Exercise details
Rewrite every line of the material from the line containing "Where can the stone baluster" through the end of the material. Shift each coordinate in the answer points by -145 and leave all other lines unchanged.

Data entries
>>>
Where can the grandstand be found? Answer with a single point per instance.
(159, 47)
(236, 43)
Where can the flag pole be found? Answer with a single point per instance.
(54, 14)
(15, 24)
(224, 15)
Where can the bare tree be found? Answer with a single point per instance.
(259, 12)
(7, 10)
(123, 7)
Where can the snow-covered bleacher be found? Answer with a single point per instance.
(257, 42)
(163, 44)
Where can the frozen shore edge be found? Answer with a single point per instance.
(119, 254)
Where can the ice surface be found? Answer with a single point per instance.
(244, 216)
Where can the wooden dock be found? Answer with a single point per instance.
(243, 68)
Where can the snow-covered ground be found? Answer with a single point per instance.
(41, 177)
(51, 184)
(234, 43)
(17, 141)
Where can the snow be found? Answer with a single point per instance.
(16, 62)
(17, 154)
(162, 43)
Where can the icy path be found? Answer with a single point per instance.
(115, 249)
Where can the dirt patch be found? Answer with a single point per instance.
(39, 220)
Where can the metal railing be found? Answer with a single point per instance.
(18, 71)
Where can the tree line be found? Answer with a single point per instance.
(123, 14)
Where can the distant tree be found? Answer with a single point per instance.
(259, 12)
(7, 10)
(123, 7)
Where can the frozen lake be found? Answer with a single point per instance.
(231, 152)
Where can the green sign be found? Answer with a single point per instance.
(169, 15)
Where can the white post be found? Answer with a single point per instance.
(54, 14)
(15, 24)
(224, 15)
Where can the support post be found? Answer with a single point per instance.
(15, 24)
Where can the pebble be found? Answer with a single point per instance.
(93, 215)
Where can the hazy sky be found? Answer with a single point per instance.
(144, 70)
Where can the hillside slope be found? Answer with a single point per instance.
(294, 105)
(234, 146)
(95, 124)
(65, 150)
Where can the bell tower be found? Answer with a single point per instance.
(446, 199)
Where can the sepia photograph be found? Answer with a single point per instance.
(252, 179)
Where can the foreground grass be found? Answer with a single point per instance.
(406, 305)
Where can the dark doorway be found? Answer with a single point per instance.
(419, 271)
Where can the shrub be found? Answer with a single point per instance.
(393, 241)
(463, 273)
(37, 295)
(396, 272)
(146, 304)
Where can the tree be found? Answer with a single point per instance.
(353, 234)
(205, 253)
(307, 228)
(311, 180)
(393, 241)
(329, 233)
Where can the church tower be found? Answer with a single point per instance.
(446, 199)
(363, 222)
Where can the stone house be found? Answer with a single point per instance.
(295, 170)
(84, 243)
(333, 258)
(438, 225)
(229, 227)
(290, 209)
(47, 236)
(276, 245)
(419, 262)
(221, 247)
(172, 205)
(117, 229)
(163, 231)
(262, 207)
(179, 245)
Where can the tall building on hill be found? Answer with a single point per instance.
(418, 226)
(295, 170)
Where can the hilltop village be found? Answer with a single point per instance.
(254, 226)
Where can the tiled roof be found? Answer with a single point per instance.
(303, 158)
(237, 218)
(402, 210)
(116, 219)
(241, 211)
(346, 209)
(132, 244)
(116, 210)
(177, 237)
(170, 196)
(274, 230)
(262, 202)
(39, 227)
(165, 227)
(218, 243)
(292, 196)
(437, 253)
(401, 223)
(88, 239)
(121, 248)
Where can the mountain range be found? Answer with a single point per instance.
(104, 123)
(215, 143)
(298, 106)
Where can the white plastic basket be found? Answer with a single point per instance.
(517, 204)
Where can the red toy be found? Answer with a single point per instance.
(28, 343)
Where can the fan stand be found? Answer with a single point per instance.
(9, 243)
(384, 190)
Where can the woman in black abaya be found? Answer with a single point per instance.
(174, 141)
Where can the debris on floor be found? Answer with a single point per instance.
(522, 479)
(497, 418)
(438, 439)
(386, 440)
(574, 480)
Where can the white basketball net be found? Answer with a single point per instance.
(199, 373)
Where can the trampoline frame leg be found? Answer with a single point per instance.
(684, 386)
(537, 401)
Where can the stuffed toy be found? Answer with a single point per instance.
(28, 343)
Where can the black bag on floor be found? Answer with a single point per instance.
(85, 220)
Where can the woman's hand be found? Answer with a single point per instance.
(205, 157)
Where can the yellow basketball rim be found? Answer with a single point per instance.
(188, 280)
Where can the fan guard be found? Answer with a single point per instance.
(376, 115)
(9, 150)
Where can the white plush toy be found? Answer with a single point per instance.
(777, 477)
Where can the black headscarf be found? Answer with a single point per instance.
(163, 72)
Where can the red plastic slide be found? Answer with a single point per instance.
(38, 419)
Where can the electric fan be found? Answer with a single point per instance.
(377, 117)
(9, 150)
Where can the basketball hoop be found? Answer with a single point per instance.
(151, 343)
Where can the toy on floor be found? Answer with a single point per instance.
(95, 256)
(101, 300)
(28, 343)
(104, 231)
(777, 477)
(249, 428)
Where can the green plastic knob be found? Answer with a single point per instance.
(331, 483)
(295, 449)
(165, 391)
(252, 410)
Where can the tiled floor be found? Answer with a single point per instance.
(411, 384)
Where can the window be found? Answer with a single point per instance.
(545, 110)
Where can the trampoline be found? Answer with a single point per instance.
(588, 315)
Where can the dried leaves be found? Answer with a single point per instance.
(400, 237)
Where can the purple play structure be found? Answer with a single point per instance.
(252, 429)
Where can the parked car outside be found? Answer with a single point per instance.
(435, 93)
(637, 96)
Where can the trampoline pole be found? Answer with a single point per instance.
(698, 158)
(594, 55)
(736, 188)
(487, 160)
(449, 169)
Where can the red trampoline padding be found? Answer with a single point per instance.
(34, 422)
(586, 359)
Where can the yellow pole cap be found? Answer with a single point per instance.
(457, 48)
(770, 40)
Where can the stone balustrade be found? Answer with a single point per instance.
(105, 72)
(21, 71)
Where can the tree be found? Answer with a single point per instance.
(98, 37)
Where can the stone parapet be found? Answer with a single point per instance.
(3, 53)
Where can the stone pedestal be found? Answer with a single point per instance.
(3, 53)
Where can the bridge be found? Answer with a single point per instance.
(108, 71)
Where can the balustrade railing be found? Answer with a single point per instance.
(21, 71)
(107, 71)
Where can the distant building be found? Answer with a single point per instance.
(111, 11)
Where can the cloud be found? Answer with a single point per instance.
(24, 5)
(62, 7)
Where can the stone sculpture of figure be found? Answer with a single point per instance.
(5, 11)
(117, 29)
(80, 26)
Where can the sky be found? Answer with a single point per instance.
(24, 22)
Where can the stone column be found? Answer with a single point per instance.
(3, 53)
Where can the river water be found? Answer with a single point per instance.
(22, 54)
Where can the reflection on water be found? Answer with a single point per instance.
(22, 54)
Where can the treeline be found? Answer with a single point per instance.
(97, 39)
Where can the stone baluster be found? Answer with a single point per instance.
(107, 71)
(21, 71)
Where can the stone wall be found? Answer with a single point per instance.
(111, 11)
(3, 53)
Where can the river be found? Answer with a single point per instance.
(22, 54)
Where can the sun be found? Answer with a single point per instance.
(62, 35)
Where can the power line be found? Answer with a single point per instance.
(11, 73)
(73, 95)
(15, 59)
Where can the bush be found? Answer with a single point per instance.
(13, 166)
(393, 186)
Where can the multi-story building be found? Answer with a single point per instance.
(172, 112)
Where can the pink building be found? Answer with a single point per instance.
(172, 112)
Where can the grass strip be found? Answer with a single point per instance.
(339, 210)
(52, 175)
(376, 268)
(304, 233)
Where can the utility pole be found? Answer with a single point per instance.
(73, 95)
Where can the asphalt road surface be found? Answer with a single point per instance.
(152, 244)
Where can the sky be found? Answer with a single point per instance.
<<<
Complete output
Where can the stone baluster be found? Answer with a single point per instance.
(-38, -74)
(-124, -74)
Where can the stone wall be found? Answer with a single point per instance.
(-34, -134)
(-142, -92)
Where can the river be found? Answer with a single point per instance.
(-123, -91)
Where can the sun be found? Answer with a single point per instance.
(-83, -110)
Where can the power line be found? Answer with a single point per instance.
(-134, -72)
(-72, -50)
(-130, -86)
Where can the bush be found? Answer with a single point per instance.
(-132, 21)
(248, 41)
Where can the multi-story building be found? Answer with a single point per instance.
(27, -33)
Where can the pink building be found? Answer with a single point per instance.
(27, -33)
Where can the grass strip be found? Answer with a single point per instance.
(194, 65)
(-93, 30)
(231, 123)
(159, 88)
Where can the utility pole be found? Answer with a single point per instance.
(-72, -50)
Where can the asphalt road surface be found? Answer with a single point per instance.
(7, 99)
Where can the sky be found? Answer with a single point per instance.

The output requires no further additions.